### Exercise instructions
Copy the listing below word for word, leaving every line unchanged.

[Rows from a dataset of box labels]
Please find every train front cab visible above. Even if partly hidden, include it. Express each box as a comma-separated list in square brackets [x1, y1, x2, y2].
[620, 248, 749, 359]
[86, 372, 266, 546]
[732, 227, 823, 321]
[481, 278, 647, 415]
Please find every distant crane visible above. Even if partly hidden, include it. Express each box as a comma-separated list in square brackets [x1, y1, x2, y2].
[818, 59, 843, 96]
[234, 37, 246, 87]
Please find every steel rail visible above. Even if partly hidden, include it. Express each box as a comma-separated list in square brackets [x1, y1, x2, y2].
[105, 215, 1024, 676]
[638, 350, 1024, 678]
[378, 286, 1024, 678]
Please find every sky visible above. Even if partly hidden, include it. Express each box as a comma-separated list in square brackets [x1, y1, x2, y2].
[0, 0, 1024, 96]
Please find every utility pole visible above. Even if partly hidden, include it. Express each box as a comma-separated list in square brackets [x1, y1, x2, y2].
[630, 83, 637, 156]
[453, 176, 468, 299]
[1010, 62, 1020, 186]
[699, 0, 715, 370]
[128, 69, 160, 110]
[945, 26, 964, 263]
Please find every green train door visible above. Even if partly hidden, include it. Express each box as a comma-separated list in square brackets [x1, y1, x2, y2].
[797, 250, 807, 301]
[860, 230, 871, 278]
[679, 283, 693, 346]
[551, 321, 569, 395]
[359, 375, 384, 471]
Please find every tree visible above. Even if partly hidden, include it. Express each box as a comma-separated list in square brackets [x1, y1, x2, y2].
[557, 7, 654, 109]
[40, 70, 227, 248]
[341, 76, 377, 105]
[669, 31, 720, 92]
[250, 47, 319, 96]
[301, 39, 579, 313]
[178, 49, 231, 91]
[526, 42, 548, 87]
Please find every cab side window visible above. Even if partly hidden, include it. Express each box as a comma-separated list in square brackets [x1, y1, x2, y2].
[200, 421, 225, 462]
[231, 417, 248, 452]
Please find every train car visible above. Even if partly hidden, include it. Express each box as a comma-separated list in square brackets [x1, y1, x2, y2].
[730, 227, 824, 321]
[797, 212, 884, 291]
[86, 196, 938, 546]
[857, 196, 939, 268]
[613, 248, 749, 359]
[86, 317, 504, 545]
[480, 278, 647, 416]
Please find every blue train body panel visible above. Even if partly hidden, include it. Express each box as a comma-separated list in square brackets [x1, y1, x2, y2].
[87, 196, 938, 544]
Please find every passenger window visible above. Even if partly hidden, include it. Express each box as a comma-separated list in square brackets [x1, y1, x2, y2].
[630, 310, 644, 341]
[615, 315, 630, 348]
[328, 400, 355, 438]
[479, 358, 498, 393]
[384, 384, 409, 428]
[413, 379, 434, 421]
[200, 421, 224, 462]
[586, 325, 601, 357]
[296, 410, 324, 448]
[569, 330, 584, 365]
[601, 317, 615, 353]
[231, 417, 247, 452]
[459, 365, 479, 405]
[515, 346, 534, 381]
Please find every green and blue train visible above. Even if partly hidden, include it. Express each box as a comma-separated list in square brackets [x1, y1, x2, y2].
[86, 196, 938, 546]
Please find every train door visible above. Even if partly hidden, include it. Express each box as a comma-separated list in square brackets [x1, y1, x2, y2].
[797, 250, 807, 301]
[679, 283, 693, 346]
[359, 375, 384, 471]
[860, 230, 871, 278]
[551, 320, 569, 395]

### Response to the exercise
Please find every train front cab visible above. Even if partly hidden, include it. Express each box as a comma-separated list in square brackets [x1, y1, x2, y2].
[620, 248, 749, 359]
[86, 372, 266, 546]
[732, 227, 823, 321]
[481, 278, 647, 415]
Please find every distant crane visible above. Even if partly hidden, include it. Express each box as a comma-separated list in square brackets [x1, y1, x2, y2].
[818, 59, 843, 96]
[234, 37, 246, 87]
Please find every steel rail visible above. Even if partly hidden, include it. Express each box as a comma-separated list in square brackets [x1, y1, x2, y2].
[105, 215, 1024, 676]
[638, 350, 1024, 678]
[378, 286, 1024, 678]
Please find every sky visible above. Even if partly hidden, include it. Express each box as a comma-separated list in square brackets [x1, y1, x2, y2].
[0, 0, 1024, 96]
Please find every utility pole visible above. Even if partly hidden, include it. Express each box as a comma-separated list in square brackets [x1, y1, x2, y2].
[630, 83, 637, 156]
[453, 176, 468, 299]
[1010, 62, 1020, 186]
[699, 0, 715, 370]
[128, 69, 160, 110]
[945, 26, 964, 263]
Please find every green train door visible above. Even if partly hidden, include it. Express each box as a comma-separated list in square brackets [x1, y1, x2, y2].
[797, 250, 807, 301]
[860, 230, 871, 278]
[679, 283, 693, 346]
[551, 321, 569, 395]
[359, 375, 384, 471]
Please find every tree visible above. Even if partly hidden, include it. Express each box as a comma-separated list in square brackets [x1, y1, x2, y2].
[557, 7, 654, 109]
[40, 70, 227, 248]
[341, 76, 377, 105]
[669, 31, 720, 92]
[250, 47, 319, 96]
[301, 39, 579, 313]
[178, 49, 231, 91]
[526, 42, 548, 87]
Please find every cab side window visible above. Even if partly hidden, include it. Express each box as a comma-separated list in square brackets [x1, y1, x2, y2].
[200, 421, 225, 462]
[231, 417, 248, 452]
Please find every train car visible above. Even if partly hidden, include it. Express each box as a comma-separated list in square brackets [x1, y1, x2, y2].
[730, 227, 824, 321]
[797, 212, 884, 291]
[86, 196, 938, 546]
[857, 196, 939, 268]
[613, 248, 749, 359]
[86, 317, 504, 545]
[480, 278, 647, 416]
Please find every blue train body panel visible above. Even if partly hidden, include it. Express each box as a comma-separated list in square brackets [x1, y1, x2, y2].
[87, 196, 938, 544]
Please find every passenger window visible above. Even if partly hidden, include it. Express each box as a comma-separated list in square brackets [x1, y1, x2, y2].
[630, 310, 644, 341]
[615, 315, 630, 348]
[328, 400, 355, 438]
[479, 358, 498, 393]
[384, 384, 409, 428]
[413, 379, 434, 421]
[200, 421, 224, 462]
[586, 325, 601, 357]
[296, 410, 324, 448]
[569, 330, 584, 365]
[601, 317, 615, 353]
[231, 417, 247, 452]
[459, 365, 479, 405]
[515, 346, 534, 381]
Please find every green and blue train visible above. Even if partly hidden, include it. Express each box as a comma-separated list in square brackets [x1, y1, x2, y2].
[86, 196, 938, 546]
Please find every train door visible above. Even if partly hidden, include it. Express each box as a comma-separated list in square brackets [x1, y1, x2, y2].
[797, 250, 807, 301]
[679, 283, 693, 346]
[359, 375, 384, 471]
[860, 230, 871, 278]
[551, 320, 569, 395]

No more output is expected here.